**INSTRUCTIONS FOR THE TASK**
A faithful copy of the listing below is needed, one that contains no pictures.

**SOURCE DATA**
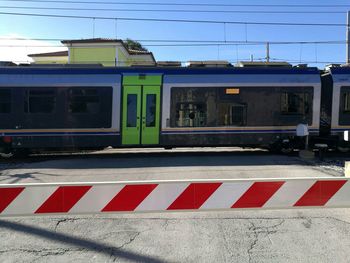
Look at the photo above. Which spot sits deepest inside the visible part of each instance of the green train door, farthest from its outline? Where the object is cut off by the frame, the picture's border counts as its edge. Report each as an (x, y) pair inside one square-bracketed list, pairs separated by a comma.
[(140, 112)]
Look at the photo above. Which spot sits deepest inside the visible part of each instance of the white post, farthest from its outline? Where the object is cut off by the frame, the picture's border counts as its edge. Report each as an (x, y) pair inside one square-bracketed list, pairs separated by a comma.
[(347, 39), (267, 52)]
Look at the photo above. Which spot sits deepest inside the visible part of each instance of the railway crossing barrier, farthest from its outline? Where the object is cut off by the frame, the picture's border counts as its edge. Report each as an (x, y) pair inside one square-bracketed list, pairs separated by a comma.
[(177, 195)]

**RESPONSE TO THE TASK**
Look at the photo above. Which spot sits deepest inside the visible part of each instance of the green train door, farthest from its outline? Where the object is cut off by the frame, the picture's border counts as its edge. Report each as an (x, y) pair inside one square-bracketed list, pairs separated by a comma.
[(140, 112)]
Look at the photo above. Which spot sits deepest inside the visible part of each instance of the white post, farthest from its outline? Where the object is cut off by the frame, the picture's border counts as its edge. Report each as an (x, y) pair inside one square-bracketed list, pairs separated by a comma.
[(347, 39), (267, 52)]
Look at the photo above. Which spot sits deepest inside the visible part of each instance of the railway crossing barrier, farthest from its outline? Where the object is cut off by the frame, the picture's border counts as its edge. Report each as an (x, y) pair inside one square-bracketed list, pairs separated by a comma.
[(177, 195)]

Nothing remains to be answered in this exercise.